**WORK REQUIRED**
Rewrite the lines from the one holding "Highlight lake shoreline." through the one holding "xmin=0 ymin=307 xmax=1128 ymax=648", both included, changing every "Highlight" to "Outline" and keeping everything else the same.

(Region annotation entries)
----

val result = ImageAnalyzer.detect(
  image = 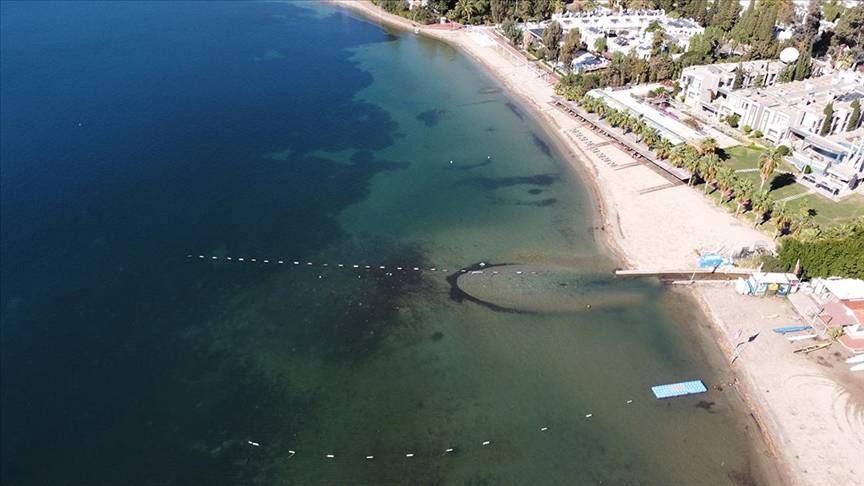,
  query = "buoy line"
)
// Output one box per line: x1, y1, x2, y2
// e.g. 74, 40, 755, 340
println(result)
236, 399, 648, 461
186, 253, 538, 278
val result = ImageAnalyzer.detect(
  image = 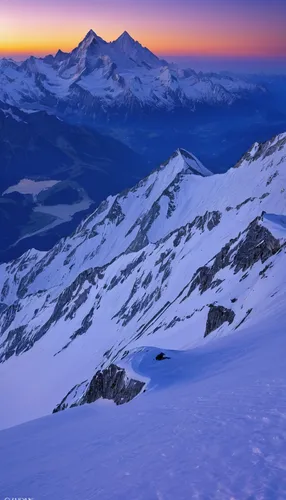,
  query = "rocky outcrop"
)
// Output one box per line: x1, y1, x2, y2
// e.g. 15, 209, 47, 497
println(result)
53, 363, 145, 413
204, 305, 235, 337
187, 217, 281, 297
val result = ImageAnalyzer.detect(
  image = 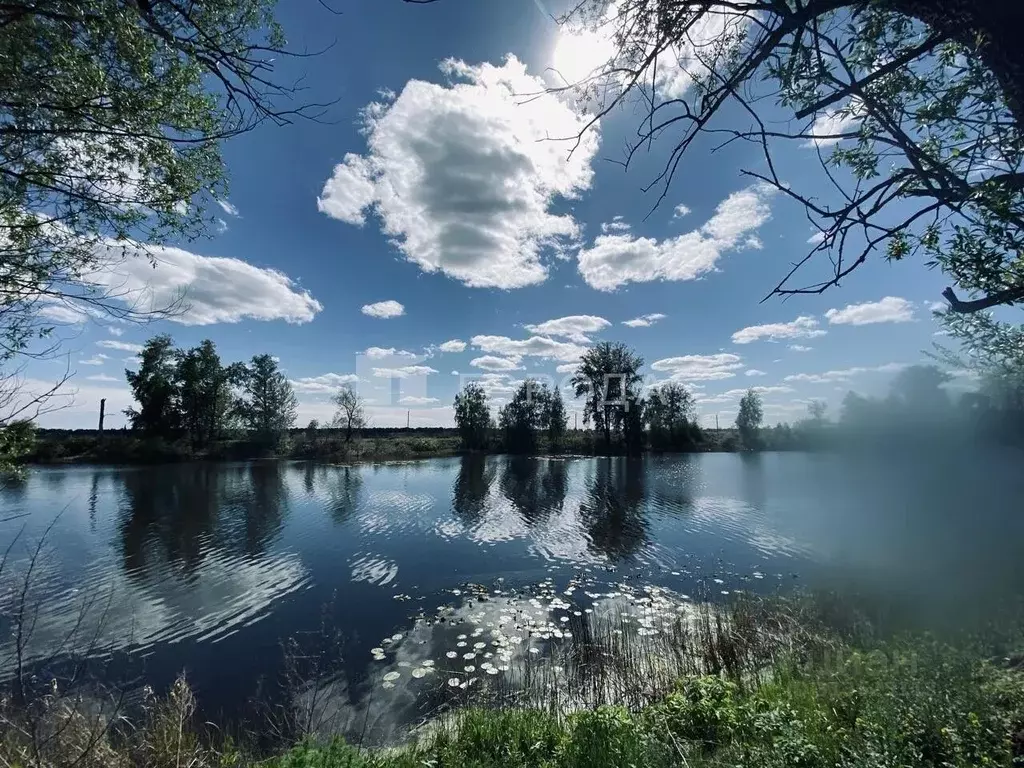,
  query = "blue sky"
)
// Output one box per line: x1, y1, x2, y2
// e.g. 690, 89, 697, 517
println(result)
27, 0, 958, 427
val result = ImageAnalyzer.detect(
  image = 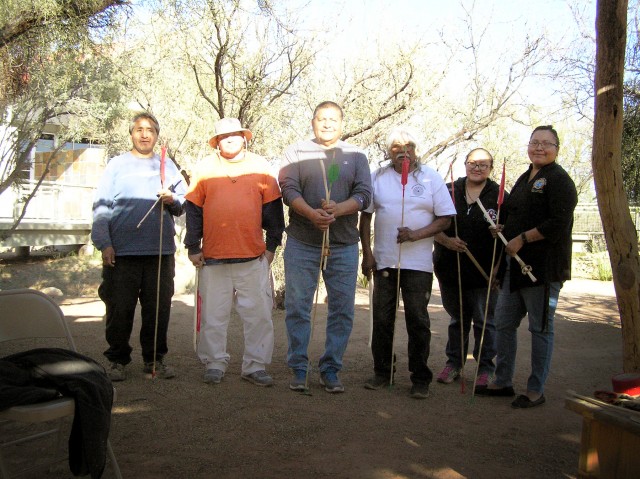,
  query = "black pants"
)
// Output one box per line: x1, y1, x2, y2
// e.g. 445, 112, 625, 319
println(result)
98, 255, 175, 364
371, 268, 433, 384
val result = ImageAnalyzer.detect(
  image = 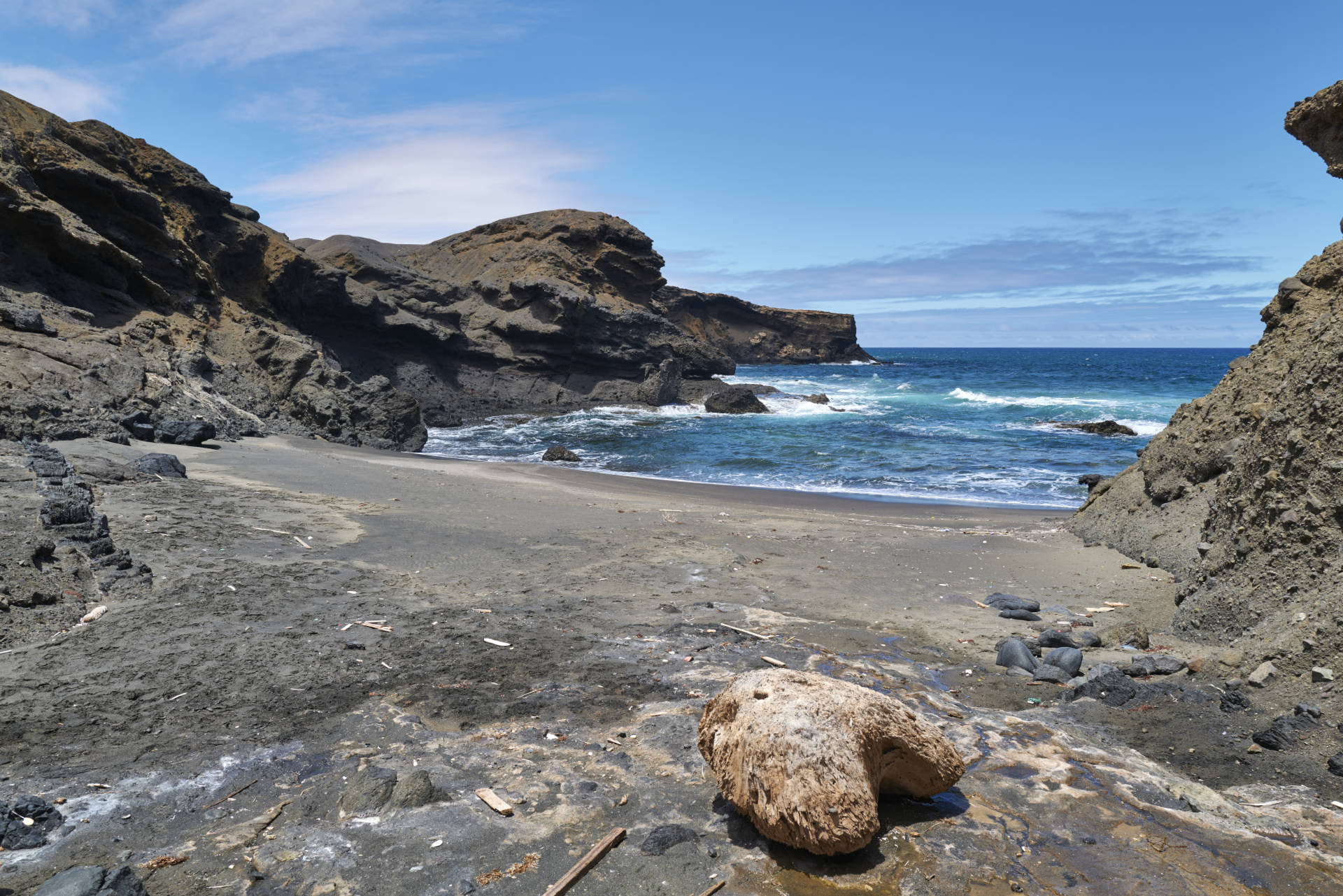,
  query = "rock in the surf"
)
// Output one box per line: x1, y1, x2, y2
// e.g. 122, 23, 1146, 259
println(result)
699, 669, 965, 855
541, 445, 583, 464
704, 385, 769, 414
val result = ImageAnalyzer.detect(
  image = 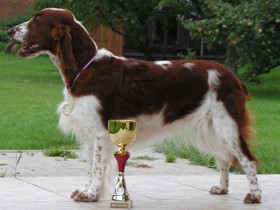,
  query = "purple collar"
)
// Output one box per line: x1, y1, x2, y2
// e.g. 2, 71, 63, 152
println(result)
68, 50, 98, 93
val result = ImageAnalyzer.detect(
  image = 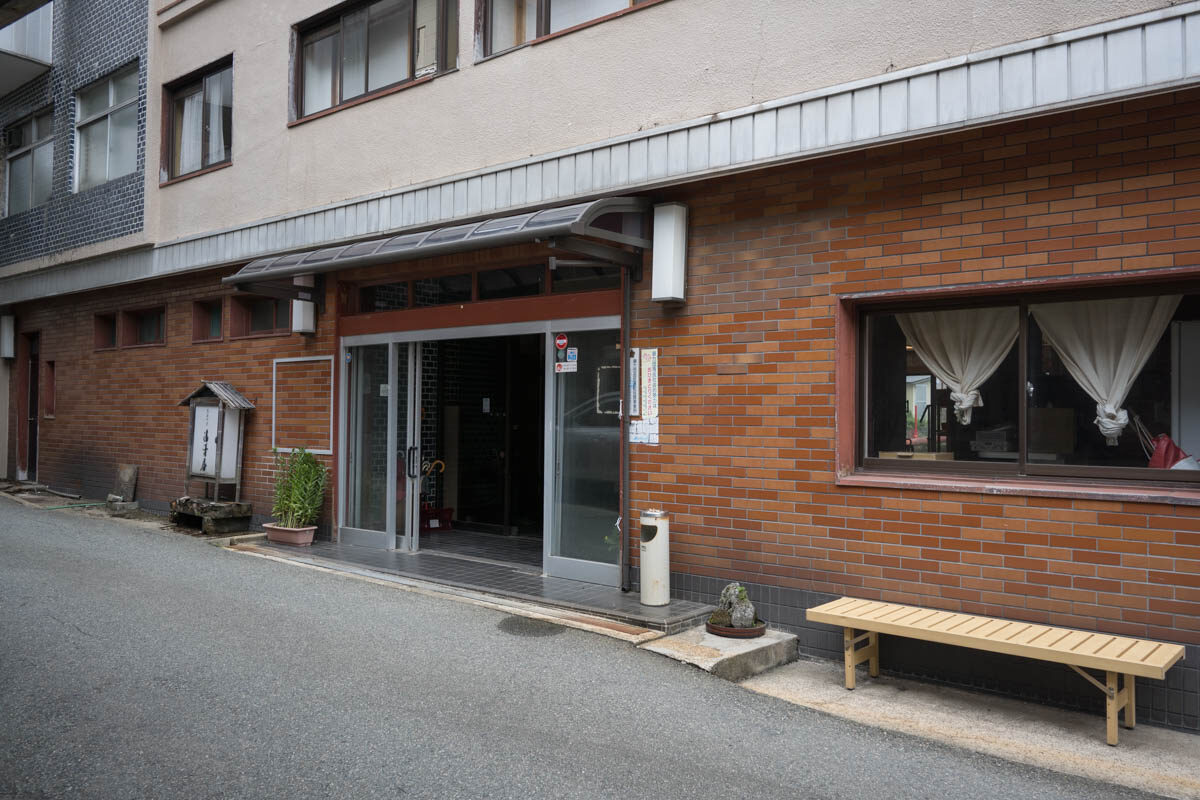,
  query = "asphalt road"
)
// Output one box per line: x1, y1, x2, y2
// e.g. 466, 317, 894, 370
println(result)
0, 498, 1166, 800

----

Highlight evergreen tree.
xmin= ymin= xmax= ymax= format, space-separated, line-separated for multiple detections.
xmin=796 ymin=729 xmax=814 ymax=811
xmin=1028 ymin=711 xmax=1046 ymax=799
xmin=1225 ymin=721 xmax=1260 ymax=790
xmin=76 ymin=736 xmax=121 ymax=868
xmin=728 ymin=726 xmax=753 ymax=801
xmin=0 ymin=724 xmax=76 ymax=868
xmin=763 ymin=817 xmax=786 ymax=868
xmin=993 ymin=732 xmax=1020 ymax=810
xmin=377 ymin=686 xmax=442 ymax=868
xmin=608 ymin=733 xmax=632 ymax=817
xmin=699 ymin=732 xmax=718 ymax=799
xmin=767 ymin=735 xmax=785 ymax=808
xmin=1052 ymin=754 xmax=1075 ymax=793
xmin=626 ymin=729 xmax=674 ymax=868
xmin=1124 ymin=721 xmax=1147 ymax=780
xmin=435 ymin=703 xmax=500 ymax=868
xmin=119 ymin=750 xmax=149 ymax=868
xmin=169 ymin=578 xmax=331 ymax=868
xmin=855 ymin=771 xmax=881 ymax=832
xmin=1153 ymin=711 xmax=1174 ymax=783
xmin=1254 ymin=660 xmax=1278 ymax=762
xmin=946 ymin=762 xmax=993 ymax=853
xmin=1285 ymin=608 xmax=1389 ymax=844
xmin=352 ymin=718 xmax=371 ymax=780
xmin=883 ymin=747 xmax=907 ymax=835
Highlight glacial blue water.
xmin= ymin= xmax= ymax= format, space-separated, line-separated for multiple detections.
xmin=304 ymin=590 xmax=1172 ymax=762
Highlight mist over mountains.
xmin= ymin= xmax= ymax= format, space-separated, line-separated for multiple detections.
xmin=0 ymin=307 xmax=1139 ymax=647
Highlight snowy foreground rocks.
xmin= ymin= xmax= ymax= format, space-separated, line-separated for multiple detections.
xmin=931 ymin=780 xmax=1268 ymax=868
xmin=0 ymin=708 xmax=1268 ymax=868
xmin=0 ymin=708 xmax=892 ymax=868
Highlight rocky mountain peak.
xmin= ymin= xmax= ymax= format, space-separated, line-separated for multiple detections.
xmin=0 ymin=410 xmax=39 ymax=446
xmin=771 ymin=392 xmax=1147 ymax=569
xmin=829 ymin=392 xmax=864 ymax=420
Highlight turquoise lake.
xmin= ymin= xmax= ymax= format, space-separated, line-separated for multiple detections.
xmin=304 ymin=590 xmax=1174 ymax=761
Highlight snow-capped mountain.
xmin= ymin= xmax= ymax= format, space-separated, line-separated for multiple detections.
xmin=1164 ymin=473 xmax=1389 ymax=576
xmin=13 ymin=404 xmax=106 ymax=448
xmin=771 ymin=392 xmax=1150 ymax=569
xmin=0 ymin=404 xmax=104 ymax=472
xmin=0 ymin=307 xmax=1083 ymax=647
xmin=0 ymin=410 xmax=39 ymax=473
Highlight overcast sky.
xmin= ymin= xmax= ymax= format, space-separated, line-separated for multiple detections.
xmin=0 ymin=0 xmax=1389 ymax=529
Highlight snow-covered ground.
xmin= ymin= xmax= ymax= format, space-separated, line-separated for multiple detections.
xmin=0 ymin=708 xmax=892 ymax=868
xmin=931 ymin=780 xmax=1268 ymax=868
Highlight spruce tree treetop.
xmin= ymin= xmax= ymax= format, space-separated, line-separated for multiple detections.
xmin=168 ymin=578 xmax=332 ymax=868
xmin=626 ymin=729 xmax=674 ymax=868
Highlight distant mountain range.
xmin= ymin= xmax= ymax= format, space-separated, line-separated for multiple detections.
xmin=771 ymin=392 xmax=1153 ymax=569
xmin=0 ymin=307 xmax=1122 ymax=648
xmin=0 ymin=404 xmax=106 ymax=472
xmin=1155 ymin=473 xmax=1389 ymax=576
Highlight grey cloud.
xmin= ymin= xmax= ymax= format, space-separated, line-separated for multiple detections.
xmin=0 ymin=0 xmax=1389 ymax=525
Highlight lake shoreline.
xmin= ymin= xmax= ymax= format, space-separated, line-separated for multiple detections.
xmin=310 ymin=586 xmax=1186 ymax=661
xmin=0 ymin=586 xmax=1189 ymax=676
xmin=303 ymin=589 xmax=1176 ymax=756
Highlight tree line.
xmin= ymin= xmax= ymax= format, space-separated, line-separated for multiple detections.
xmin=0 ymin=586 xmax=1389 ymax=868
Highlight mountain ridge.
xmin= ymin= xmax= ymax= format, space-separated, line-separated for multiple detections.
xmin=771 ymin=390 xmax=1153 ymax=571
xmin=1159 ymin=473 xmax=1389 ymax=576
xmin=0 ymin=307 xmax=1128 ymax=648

----

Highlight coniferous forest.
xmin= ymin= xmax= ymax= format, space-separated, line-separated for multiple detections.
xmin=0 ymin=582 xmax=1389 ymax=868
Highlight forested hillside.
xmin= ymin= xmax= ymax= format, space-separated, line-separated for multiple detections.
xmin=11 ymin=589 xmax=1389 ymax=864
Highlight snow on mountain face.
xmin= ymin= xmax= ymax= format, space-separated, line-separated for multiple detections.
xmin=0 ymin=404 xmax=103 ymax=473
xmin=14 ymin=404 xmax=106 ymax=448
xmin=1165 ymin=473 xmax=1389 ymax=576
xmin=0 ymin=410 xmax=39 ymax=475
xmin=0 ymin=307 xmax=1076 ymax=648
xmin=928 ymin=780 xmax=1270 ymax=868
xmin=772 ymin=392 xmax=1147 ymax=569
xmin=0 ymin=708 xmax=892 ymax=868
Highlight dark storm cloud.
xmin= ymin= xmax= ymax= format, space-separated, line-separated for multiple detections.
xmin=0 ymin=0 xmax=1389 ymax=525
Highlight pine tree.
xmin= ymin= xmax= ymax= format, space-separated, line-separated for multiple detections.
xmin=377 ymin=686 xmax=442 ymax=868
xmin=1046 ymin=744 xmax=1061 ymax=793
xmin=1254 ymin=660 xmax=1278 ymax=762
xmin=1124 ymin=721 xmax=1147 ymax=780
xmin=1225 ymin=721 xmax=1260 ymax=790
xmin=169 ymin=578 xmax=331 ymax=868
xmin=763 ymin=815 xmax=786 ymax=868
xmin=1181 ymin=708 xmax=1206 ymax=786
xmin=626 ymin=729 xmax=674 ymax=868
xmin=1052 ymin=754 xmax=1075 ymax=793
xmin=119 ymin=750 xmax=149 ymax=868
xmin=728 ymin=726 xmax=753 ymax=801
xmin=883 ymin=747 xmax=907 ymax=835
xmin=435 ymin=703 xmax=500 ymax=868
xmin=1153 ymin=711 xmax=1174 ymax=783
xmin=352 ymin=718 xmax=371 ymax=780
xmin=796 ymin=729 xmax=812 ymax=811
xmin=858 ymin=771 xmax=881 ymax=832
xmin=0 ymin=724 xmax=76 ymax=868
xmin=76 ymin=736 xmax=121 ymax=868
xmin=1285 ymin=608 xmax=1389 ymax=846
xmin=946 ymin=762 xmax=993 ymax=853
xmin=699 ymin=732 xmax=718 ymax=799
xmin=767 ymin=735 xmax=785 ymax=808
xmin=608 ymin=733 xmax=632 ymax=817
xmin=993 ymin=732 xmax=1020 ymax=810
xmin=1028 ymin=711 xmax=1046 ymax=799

----

**ANSWER TO THE TASK**
Outline lake shoreline.
xmin= ymin= xmax= ymax= format, space-separated, line-separated for multiple detections.
xmin=310 ymin=586 xmax=1186 ymax=661
xmin=0 ymin=586 xmax=1189 ymax=676
xmin=303 ymin=589 xmax=1176 ymax=756
Outline tree line.
xmin= ymin= xmax= ymax= format, space-separated, line-separated for multiple detections.
xmin=0 ymin=586 xmax=1389 ymax=868
Outline mountain ridge.
xmin= ymin= xmax= ymax= format, space-separated, line-separated for multiple detections.
xmin=771 ymin=390 xmax=1153 ymax=571
xmin=1159 ymin=473 xmax=1389 ymax=576
xmin=0 ymin=307 xmax=1128 ymax=648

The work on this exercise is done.